START TASK DATA

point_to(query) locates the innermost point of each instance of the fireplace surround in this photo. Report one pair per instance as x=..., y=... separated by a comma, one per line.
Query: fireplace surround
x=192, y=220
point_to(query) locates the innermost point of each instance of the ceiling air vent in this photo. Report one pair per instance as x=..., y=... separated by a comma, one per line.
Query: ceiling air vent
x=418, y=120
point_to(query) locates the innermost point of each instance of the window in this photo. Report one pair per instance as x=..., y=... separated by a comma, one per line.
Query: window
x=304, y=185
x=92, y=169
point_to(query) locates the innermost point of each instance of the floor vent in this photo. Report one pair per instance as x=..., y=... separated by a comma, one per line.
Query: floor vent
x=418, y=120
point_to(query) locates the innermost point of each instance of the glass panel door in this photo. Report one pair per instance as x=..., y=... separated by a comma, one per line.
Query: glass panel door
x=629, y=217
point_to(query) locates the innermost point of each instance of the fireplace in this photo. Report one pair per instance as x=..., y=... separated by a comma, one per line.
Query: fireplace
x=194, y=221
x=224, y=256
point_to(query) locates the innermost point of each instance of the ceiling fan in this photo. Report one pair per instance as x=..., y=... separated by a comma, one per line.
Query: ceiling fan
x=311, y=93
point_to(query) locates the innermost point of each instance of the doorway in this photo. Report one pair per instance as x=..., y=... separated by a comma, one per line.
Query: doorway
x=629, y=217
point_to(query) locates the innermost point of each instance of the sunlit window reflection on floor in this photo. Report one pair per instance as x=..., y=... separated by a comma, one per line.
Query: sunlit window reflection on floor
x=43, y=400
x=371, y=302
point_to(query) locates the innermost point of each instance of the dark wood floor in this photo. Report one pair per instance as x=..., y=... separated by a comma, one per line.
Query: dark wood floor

END TASK DATA

## WHAT IS REQUIRED
Retype all the data, keeping every character the same.

## WRITTEN RESPONSE
point_to(query) locates the innermost point of each instance of the fireplace surround in this photo. Report one pair per instance as x=..., y=... separated by a comma, one per line.
Query: fireplace surround
x=192, y=220
point_to(query) locates the innermost point of each instance of the ceiling air vent in this photo. Report one pair per instance as x=..., y=... separated by a comma, one per line.
Query: ceiling air vent
x=418, y=120
point_to(query) locates the innermost point of each instance of the window in this photo. Report one pair per instance as x=..., y=... separated by a comma, one per line.
Query: window
x=304, y=185
x=92, y=169
point_to(query) locates the innermost point of each instance of the floor vent in this photo. Report one pair per instance as x=..., y=... separated by a comma, one per line.
Query: floor vent
x=418, y=120
point_to(query) locates the innermost point of each instance of the glass panel door in this photo. Report one pair per instance as x=..., y=... separated by a comma, one per line.
Query: glass panel door
x=629, y=217
point_to(query) locates the innermost point of each instance of the fireplace in this photo. Report one pair per instance as x=..., y=... separated by a comma, one per line.
Query: fireplace
x=194, y=221
x=224, y=256
point_to(query) locates the innermost point of each instance of the ceiling fan in this photo. Report one pair per instance as x=..., y=... separated by a comma, one per line.
Query: ceiling fan
x=311, y=93
point_to(query) locates the innermost point of each instance of the doorway in this photo. Report one pair per instance as x=..., y=... separated by a comma, one per line.
Query: doorway
x=629, y=217
point_to(query) locates the innermost point of each instance of the sunlit window reflection on floor in this photo. Report one pair per instance as x=..., y=... separated by a comma, one per line.
Query: sunlit window reflection on floor
x=43, y=400
x=371, y=302
point_to(query) locates the innermost point of each instance of the dark wood floor in this photo. Report one pair per instance as x=..., y=... separated by a comma, one per line.
Query: dark wood floor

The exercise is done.